* _ESTRATTO DELLA PAGINA_:
L’annunzio e la coerenza

«Poiché siamo suoi collaboratori, vi esortiamo a non accogliere invano la grazia di Dio» (2Cor 6,1). Il compito dell’Apostolo di ieri come di oggi è quello di collaborare con l’azione di Dio per la comune salvezza e distribuire a piene mani la grazia che proviene dai Sacramenti. Il Signore, infatti, è sempre pronto ad ascoltare, accogliere, soccorrere; ogni tempo per Lui è favorevole per farlo. Tocca a ciascuno comprendere con perspicacia il momento adatto per aderire al Signore ed alla sua grazia. Ogni sacerdote e ministro di Dio, nella purezza di intenzioni, cerca di presentarsi sempre come tale, cioè amministratore di una grazia non propria, con dolcezza ed anche con fermezza in tutte le situazioni della vita liete e tristi, dalle tribolazioni alle necessità, dalle angosce alle fatiche, con una serie di qualità umane e comportamentali che purtroppo vanno sempre più scomparendo dalla pratica dalla vita. Molte volte si baratta il favore e l’accoglienza anche da parte dei buoni cristiani e dei pii con comportamenti leggeri e talora anche mondani che invece di attrarre a Gesù fanno cedere al mondo ed alle sue lusinghe. Poveri illusi gli uni e gli altri, i ministri da una parte e gli evangelizzati dall’altra, succubi entrambi di vaneggiamenti e vuotaggine che sconcerta, determinando ancora di più illusione di crescita e santificazione a poco prezzo. La grazia di Dio va accolta così com’è indipendentemente anche da chi l’amministra, soprattutto quando la vita concreta di chi annunzia non corrisponde precisamente alla proclamazione verbale delle verità, anche le più esaltanti. P. Angelo Sardone.

Festa di S. Antonio di Padova

«Ha fatto bene ogni cosa: fa udire i sordi e fa parlare i muti!» (Mc 7,37).

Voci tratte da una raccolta
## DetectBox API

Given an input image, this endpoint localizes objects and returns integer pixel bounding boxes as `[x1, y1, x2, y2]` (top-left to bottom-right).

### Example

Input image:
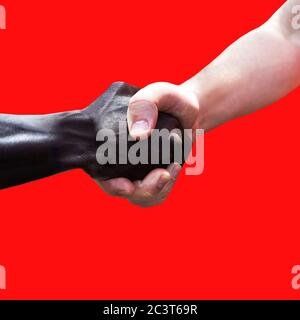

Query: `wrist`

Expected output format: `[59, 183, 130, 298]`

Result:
[53, 110, 96, 170]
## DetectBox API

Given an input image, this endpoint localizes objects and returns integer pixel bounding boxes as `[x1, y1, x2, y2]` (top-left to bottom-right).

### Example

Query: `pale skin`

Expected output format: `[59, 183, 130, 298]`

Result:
[98, 0, 300, 207]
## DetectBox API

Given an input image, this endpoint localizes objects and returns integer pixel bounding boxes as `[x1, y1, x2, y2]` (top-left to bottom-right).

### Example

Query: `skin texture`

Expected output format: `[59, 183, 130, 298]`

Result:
[0, 82, 182, 189]
[100, 0, 300, 207]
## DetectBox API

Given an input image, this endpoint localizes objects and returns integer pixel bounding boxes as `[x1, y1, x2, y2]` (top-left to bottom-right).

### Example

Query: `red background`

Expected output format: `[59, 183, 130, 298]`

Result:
[0, 0, 300, 299]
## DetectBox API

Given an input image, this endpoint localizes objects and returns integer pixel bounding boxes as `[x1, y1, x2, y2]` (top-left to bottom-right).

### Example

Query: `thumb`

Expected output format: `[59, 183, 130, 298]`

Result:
[127, 86, 158, 139]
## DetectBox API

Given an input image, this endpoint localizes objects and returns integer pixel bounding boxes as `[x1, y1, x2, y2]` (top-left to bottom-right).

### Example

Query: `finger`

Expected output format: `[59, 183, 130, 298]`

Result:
[96, 178, 135, 198]
[127, 82, 198, 138]
[129, 169, 172, 207]
[160, 163, 182, 200]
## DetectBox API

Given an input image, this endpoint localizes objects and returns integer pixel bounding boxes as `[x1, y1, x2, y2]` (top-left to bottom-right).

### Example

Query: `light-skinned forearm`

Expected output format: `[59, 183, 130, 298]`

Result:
[182, 0, 300, 130]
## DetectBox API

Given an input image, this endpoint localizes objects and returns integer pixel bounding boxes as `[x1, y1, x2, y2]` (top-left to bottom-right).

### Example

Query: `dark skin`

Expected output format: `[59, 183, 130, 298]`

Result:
[0, 82, 183, 189]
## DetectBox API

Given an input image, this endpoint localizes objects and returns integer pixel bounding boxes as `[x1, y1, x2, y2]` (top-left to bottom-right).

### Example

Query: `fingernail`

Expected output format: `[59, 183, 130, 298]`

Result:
[116, 190, 129, 197]
[157, 174, 170, 190]
[130, 120, 149, 136]
[171, 163, 181, 179]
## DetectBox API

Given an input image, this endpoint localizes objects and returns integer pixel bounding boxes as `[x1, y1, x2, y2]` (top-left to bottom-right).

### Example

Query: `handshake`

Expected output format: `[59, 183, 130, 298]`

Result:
[0, 82, 202, 207]
[0, 0, 300, 207]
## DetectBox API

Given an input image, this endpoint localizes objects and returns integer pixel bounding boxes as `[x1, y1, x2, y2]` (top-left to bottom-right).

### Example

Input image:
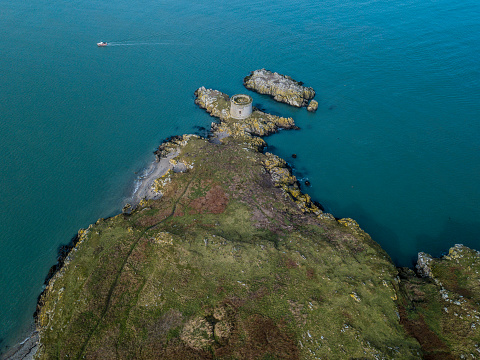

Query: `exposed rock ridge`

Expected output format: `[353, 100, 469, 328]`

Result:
[195, 86, 298, 142]
[243, 69, 318, 107]
[263, 152, 323, 215]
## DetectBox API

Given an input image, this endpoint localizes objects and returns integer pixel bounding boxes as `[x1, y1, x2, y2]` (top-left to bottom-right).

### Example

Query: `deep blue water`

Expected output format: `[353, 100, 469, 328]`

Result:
[0, 0, 480, 353]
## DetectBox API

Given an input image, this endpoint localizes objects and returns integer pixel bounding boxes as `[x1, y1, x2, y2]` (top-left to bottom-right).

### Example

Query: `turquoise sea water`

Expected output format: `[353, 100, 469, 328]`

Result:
[0, 0, 480, 353]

* _COMPITO SCRITTO_: Nell'estratto della pagina, quale compito viene attribuito all'Apostolo di ieri come di oggi?

* _RISPOSTA SCRITTA_: Collaborare con l'azione di Dio per la comune salvezza e distribuire a piene mani la grazia che proviene dai Sacramenti.